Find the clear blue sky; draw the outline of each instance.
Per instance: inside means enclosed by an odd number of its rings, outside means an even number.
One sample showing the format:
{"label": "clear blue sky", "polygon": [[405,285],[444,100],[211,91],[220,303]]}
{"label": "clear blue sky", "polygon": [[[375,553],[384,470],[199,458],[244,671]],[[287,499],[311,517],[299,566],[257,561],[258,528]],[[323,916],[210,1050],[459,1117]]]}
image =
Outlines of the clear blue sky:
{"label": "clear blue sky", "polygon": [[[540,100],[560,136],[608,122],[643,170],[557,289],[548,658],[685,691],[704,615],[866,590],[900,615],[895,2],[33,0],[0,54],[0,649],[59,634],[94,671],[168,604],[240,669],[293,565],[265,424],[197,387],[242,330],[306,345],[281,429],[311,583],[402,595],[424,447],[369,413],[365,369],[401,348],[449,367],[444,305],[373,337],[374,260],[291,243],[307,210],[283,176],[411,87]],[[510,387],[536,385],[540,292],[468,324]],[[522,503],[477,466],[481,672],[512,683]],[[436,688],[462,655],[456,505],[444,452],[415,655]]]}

+-------+

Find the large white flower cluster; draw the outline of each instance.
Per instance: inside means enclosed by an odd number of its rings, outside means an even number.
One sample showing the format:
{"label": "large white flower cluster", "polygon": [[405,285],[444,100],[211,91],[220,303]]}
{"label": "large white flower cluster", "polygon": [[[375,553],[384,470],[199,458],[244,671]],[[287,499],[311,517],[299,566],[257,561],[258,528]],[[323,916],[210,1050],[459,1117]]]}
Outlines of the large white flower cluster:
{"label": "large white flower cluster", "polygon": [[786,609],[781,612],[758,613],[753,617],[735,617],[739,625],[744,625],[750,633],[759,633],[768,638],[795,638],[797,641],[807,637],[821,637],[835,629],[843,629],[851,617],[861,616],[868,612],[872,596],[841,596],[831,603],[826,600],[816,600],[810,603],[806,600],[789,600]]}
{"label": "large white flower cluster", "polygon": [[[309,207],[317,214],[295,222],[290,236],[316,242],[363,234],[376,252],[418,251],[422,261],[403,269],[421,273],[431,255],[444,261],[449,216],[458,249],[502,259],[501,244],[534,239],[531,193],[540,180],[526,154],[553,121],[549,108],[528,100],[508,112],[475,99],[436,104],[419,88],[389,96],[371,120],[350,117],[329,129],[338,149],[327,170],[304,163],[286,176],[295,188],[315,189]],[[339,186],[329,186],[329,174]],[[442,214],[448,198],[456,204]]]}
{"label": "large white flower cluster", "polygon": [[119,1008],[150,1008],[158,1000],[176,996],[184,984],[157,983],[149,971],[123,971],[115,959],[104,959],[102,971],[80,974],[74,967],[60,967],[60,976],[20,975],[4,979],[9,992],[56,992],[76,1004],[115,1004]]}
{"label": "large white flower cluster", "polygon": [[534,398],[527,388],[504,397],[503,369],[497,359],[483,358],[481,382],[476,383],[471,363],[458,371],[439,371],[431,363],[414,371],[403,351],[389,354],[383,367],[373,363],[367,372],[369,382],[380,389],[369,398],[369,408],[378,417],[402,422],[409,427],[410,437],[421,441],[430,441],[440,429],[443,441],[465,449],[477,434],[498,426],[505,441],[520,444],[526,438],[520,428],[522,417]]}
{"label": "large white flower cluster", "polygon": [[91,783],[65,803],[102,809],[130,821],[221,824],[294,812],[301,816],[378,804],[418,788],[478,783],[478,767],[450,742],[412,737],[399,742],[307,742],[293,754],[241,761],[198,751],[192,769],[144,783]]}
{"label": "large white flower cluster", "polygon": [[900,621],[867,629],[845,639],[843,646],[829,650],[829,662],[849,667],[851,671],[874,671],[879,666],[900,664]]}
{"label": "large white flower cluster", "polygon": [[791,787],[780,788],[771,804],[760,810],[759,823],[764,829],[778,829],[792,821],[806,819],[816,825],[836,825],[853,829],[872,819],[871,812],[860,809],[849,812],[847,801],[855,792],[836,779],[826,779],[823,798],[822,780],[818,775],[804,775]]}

+-------+

The problem ▸
When the string "instance" appears in a line of the records above, that line is to be copied.

Completed task ▸
Find the clear blue sky; draw the outline of each instance.
Per instance: inside means enclosed by an odd number of its rings, outside means an even number.
Find the large white flower cluster; draw the outline of each instance.
Per instance: inside means enclosed by an odd number of its rings, outside means an even number.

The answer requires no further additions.